* _Task to carry out_: Copy the lines below exactly, starting at the line that contains "Check that each instance of the tan" and stopping after the last line, and include no other lines.

* _Dataset extract_:
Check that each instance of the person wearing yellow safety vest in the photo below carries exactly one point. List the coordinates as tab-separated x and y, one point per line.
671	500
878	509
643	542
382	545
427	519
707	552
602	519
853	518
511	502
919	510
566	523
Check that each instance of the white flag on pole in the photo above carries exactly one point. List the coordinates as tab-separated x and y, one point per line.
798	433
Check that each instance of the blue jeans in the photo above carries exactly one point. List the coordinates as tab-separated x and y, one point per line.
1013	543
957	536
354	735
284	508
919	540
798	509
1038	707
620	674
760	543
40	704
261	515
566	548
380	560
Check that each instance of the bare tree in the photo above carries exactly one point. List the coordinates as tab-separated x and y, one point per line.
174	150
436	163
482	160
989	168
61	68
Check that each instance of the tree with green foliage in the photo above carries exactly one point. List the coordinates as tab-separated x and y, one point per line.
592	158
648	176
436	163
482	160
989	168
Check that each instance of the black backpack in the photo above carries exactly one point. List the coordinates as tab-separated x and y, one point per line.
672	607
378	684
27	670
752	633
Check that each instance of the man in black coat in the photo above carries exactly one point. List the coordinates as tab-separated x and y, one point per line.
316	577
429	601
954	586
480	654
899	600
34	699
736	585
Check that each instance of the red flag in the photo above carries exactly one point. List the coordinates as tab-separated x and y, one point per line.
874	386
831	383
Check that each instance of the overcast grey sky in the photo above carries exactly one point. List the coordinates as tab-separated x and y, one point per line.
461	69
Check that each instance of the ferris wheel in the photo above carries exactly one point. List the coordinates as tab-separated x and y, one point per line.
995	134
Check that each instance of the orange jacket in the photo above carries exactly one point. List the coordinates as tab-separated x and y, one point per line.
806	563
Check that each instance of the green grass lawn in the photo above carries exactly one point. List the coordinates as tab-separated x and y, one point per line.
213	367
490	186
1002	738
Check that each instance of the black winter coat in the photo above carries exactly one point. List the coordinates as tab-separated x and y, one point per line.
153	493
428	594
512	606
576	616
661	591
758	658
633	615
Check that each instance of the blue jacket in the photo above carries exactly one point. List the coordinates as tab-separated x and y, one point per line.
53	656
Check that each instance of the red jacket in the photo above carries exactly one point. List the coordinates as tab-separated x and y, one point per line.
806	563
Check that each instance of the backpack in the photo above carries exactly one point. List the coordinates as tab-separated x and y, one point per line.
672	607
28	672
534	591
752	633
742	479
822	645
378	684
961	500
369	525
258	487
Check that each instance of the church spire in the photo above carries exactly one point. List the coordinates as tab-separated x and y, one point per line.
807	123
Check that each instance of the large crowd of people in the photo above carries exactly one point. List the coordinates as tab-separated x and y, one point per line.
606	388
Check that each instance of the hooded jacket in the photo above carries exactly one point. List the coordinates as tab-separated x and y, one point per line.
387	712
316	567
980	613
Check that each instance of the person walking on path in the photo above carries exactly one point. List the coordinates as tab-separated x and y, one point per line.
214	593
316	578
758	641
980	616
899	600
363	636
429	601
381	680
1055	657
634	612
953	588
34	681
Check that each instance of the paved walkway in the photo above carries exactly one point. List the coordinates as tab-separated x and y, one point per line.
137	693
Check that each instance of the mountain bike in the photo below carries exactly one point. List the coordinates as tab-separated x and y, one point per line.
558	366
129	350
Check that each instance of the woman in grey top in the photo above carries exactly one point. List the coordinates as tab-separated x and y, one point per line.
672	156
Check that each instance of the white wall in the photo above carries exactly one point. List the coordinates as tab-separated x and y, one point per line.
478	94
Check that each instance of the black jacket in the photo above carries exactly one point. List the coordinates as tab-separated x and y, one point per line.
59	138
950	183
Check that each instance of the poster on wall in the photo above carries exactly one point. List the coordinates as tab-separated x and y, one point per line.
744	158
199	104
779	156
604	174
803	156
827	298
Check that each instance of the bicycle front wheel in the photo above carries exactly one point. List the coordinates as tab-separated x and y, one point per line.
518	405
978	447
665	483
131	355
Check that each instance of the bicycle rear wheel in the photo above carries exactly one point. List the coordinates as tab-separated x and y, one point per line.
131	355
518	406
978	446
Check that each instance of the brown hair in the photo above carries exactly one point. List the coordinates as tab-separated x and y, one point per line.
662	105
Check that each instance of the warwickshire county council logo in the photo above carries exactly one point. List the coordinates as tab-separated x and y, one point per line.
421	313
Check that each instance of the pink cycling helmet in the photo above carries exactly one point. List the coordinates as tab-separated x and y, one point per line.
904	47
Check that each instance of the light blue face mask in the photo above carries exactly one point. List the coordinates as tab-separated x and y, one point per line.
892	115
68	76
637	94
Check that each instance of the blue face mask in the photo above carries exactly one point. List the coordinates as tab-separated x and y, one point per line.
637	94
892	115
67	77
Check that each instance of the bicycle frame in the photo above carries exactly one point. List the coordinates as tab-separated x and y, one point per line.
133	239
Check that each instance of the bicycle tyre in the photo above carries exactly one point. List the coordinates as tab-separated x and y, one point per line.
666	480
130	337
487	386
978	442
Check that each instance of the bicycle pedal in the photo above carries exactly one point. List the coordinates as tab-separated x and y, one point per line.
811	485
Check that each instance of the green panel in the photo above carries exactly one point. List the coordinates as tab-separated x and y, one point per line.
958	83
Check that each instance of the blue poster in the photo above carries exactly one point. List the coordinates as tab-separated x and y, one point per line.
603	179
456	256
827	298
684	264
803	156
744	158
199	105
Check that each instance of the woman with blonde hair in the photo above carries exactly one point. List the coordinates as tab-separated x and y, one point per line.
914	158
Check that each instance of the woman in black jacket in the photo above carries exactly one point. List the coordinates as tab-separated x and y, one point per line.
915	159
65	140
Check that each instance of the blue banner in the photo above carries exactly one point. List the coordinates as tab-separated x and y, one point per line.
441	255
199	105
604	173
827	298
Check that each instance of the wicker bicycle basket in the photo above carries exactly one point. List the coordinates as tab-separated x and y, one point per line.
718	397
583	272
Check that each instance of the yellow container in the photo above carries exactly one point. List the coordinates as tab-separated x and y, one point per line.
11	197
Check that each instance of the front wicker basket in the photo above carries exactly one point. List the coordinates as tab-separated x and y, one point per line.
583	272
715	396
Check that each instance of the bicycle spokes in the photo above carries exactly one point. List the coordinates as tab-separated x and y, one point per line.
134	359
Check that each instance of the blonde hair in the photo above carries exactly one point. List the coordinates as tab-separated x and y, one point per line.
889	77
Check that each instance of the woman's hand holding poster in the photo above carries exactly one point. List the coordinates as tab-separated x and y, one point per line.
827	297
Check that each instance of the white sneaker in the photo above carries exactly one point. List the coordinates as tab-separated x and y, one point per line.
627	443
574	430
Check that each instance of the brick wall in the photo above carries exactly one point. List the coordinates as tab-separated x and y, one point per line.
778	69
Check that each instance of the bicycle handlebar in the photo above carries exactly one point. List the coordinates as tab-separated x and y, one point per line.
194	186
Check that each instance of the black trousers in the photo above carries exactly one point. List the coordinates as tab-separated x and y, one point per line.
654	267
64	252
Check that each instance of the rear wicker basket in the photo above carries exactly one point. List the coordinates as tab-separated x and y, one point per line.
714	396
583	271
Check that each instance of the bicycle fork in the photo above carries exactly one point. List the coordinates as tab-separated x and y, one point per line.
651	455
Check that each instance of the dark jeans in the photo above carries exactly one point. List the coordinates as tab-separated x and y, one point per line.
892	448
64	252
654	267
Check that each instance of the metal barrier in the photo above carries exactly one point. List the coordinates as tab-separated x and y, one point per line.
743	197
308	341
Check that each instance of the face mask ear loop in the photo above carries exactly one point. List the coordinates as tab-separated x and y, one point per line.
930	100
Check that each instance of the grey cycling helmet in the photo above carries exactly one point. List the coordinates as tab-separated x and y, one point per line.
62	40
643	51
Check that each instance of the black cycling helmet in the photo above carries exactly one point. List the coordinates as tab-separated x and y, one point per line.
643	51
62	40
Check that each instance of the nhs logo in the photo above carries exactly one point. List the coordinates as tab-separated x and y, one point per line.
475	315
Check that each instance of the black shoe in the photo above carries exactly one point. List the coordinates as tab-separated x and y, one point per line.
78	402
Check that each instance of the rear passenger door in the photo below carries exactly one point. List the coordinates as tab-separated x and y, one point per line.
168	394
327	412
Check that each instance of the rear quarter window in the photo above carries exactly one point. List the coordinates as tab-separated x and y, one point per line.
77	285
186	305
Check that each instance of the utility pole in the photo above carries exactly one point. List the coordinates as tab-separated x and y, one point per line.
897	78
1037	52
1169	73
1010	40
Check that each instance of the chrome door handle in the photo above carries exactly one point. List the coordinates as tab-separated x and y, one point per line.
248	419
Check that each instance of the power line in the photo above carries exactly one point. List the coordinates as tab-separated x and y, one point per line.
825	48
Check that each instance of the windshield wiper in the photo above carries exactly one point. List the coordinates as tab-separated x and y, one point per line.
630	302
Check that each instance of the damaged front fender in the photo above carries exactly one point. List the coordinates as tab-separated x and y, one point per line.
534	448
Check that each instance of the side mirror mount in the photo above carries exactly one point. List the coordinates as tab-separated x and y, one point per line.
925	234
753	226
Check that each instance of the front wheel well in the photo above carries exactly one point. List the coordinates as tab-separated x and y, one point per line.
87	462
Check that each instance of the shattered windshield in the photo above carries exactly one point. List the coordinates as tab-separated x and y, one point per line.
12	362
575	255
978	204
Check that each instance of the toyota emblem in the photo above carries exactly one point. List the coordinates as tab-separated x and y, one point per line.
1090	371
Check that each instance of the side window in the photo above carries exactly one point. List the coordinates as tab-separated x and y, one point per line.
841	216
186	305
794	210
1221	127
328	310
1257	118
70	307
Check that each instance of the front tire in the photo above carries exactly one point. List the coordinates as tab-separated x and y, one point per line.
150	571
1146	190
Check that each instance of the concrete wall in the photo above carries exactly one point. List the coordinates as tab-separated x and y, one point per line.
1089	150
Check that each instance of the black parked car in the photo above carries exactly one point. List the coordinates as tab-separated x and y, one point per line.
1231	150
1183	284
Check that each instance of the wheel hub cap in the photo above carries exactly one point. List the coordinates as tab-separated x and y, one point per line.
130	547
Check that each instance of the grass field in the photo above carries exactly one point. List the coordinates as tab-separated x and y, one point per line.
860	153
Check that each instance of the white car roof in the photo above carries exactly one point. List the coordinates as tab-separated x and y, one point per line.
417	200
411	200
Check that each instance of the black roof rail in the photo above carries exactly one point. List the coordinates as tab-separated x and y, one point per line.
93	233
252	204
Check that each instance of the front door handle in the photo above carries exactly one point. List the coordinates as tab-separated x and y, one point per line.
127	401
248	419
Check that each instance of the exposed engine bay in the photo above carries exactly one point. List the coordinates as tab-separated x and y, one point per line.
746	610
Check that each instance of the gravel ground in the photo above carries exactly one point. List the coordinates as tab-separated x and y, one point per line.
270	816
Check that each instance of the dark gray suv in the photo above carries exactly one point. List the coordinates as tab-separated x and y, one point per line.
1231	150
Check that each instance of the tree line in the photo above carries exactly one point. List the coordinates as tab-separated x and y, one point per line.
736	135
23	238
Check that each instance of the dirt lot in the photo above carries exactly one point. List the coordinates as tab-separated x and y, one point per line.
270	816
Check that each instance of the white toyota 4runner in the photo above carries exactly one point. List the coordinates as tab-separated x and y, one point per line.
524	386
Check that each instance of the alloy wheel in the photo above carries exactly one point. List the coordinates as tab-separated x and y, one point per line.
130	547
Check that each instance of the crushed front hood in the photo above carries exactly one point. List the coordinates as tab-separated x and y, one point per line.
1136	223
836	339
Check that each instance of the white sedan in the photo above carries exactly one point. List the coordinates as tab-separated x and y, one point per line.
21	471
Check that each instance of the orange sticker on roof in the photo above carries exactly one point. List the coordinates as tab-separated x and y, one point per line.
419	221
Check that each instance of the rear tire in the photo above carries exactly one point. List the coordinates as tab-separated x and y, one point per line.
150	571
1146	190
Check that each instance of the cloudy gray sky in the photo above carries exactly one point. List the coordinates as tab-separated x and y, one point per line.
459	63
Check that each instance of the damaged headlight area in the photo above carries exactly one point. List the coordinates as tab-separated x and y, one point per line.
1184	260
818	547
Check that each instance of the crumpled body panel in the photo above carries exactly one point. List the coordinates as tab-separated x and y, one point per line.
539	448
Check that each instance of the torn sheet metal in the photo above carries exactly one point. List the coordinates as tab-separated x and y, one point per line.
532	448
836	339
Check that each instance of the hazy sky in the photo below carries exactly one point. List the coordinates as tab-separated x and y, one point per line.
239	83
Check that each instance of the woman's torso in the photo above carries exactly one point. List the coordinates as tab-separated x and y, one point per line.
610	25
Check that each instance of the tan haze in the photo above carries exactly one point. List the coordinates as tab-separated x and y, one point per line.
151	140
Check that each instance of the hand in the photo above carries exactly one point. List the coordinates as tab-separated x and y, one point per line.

* _Answer to this problem_:
Check that each instance of the tan haze in the photo above carries exactly one point. List the coordinates as tab-separated x and y, one point per line.
151	140
Check that each instance of the hand in the photo above carries exactly one point. List the coordinates as tab-separated x and y, one point per line.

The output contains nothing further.